## BEGIN ARTICLE

To summarize some of the studies reported in polymer processing, most studies contribute significantly to the relationship between surface quality and processing parameters without considering the properties of the polymer. Although the study of burr formation and minimization is well established in various forms of metal or brittle material machining, very little work has reported the occurrence of burrs during polymer micro-milling. The objective of this work is to bridge these gaps by establishing a link between machining parameter settings, burr formation, and cutting chip characteristics. Dynamic mechanical analysis (DMA) experiments and fast micromilling full factor experiments were performed on the samples. The machinability of three kinds of polymers, PMMA, PEEK, and PI, subjected to micromilling with different spindle speeds, feed rates, depth of cut, and tools is investigated. Through the dynamic mechanical analysis experiment, the glass transition temperature and temperature effect on the mechanical property of PMMA, PEEK, and PI are analyzed. Then, the micromilling experiment is conducted to show the characteristics of polymers during the high spindle speed micromilling process. This work can contribute to optimizing process parameters for polymer machining in microscale and ultra-precision machining.

2. Materials and Methods

2.1. Materials

Commercial grades of PMMA, PEEK, and PI used were casting bulk plates with a size of 30 mm × 20 mm × 8 mm, and the detailed parameters of the samples are shown in

Table 1. Mechanical properties of polymers used in this work.

Sample	PMMA	PEEK	PI
Manufacture	DX001, Mitsubishi Chemical Polymer Nantong, China	SP-21, Shenzhen Dongqilai Plastic Material Co. LTD.	PEEK-1000, Dongguan Yusen Industrial Co., LTD.
Density (g/cm3)	1.14	1.51	9
Modulus of elasticity (GPa)	3.2	2.895	4.3

. The Chemical structures of PMMA, PEEK and PI are shown in Figure 1. The dynamic mechanical analysis experiment, the elastic modulus, and temperature effect on the mechanical properties of PMMA, PEEK, and PI during the micromilling process are studied in this work.

## END ARTICLE
## BEGIN COLLECTED DATA

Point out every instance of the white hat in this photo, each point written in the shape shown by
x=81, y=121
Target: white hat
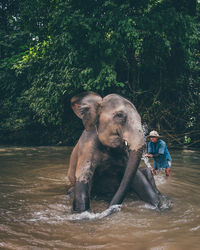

## END COLLECTED DATA

_PROBLEM TO WORK ON_: Summarize the excerpt on polymer micromilling in two sentences.

_RESPONSE TO THE TASK_: Noting that earlier polymer processing studies largely overlooked polymer properties and that burr formation in polymer micro-milling has seldom been reported, the work seeks to link machining parameter settings, burr formation, and cutting chip characteristics. It investigates the machinability of PMMA, PEEK, and PI through dynamic mechanical analysis of glass transition temperature and temperature effects on mechanical properties, and through micromilling experiments with different spindle speeds, feed rates, depths of cut, and tools, with the aim of helping to optimize process parameters for microscale and ultra-precision polymer machining.